BEGIN RECORDS SHOWN

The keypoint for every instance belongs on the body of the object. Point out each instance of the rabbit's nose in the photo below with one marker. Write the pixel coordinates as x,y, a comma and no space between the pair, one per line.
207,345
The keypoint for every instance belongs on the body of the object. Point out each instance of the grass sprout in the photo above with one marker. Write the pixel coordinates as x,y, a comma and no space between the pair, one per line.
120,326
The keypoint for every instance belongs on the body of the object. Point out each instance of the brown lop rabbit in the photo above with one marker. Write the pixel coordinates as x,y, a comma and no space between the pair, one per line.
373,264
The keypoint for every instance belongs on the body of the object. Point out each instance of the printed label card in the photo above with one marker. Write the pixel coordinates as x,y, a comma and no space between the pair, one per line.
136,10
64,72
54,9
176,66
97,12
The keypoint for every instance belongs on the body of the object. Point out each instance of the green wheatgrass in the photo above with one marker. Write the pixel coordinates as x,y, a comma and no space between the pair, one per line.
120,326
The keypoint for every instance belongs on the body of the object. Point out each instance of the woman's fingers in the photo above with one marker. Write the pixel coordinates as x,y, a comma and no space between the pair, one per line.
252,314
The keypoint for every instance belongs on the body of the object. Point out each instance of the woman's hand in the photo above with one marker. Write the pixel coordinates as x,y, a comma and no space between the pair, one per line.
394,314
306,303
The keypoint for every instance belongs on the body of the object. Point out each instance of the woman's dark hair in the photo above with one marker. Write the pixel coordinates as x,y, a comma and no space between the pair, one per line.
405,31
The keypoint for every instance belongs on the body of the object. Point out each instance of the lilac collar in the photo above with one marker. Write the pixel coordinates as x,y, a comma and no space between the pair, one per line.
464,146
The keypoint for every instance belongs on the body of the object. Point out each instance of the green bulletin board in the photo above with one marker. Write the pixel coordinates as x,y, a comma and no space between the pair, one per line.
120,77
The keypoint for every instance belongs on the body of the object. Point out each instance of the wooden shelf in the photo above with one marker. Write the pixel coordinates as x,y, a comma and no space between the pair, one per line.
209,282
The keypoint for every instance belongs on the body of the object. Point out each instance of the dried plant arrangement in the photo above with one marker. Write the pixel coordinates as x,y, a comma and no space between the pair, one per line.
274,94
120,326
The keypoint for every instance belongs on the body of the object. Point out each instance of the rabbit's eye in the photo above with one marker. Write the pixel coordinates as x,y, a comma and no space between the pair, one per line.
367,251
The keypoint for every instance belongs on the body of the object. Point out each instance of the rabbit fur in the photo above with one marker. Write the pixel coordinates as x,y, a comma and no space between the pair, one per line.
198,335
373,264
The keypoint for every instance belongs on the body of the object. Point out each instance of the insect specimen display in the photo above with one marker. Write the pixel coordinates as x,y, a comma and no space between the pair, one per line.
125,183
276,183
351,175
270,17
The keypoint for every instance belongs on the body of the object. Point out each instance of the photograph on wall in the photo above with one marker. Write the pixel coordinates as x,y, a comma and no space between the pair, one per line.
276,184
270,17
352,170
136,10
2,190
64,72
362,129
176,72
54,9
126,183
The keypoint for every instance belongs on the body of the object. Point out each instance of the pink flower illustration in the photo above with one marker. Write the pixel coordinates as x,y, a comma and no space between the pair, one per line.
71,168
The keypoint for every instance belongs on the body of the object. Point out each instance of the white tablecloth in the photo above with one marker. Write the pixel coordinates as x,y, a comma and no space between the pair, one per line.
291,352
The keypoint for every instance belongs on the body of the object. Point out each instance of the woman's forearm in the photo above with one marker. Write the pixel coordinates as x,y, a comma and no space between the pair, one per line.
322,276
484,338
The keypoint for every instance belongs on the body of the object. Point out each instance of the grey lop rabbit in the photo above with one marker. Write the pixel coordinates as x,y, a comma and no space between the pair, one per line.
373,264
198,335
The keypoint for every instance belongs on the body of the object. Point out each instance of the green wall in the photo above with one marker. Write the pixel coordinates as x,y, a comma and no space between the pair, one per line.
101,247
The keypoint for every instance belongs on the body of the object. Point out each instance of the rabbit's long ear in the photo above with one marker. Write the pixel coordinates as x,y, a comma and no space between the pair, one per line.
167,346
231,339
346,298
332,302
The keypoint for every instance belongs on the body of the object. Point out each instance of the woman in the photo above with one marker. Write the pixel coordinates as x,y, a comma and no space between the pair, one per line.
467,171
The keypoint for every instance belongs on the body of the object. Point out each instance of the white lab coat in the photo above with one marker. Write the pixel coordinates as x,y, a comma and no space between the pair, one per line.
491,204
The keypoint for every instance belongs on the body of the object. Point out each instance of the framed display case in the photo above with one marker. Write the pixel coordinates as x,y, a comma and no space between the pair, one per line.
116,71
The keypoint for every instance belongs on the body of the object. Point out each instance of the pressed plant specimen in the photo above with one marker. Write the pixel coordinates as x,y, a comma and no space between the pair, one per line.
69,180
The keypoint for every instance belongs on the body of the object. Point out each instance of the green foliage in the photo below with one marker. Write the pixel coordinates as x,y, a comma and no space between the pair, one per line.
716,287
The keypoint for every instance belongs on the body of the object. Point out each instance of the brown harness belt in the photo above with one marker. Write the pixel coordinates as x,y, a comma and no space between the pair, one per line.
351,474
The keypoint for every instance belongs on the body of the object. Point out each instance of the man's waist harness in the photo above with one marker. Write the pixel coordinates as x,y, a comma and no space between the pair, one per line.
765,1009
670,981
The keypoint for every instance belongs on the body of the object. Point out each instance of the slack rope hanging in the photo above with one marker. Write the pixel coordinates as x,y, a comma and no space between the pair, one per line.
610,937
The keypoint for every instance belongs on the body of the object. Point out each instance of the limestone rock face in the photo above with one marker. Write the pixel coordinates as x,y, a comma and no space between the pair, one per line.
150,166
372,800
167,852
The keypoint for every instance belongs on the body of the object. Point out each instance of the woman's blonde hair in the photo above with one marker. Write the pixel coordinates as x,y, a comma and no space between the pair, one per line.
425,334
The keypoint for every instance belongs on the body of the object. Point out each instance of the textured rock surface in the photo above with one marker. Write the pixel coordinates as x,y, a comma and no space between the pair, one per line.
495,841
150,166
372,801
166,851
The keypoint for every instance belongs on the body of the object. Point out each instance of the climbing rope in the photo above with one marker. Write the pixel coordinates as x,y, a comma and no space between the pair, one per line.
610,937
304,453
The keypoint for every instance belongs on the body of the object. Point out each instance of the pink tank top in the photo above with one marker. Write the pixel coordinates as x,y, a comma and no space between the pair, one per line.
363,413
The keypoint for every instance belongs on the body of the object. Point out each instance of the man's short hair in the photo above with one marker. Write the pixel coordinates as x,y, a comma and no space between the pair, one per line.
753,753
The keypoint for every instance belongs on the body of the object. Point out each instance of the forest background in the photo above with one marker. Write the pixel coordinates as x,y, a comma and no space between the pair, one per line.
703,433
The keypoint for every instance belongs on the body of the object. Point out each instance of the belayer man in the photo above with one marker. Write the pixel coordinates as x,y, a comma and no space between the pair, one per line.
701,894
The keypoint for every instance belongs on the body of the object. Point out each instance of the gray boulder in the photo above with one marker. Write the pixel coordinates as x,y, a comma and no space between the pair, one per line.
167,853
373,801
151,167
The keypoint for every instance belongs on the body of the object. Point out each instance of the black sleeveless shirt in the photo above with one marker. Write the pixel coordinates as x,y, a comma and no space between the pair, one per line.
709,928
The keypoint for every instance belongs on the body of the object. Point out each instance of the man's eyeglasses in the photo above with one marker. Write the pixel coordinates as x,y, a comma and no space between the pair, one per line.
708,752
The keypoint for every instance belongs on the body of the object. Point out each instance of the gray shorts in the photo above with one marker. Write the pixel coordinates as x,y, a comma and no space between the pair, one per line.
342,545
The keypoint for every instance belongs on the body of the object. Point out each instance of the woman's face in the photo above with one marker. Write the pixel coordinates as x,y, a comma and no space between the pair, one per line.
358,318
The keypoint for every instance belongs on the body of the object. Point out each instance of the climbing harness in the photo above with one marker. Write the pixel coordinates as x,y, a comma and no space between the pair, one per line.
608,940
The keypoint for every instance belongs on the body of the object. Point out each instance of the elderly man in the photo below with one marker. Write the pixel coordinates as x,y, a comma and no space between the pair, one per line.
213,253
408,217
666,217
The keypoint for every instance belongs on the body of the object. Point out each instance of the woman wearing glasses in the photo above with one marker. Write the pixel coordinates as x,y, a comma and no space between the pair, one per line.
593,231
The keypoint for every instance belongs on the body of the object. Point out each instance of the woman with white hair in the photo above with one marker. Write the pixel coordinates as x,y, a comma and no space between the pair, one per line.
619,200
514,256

END RECORDS SHOWN

WHAT IS REQUIRED:
Give back exactly the lines from the one that contains "the woman with" to the end of the data above, both of those lines included.

FINAL ANSWER:
The keypoint for every instance belongs on the body of the object. Point out each instance of the woman with white hair in the photo above with one marker. Write the pixel coordinates as x,y, a comma and no space between the pair, one per line.
619,200
514,256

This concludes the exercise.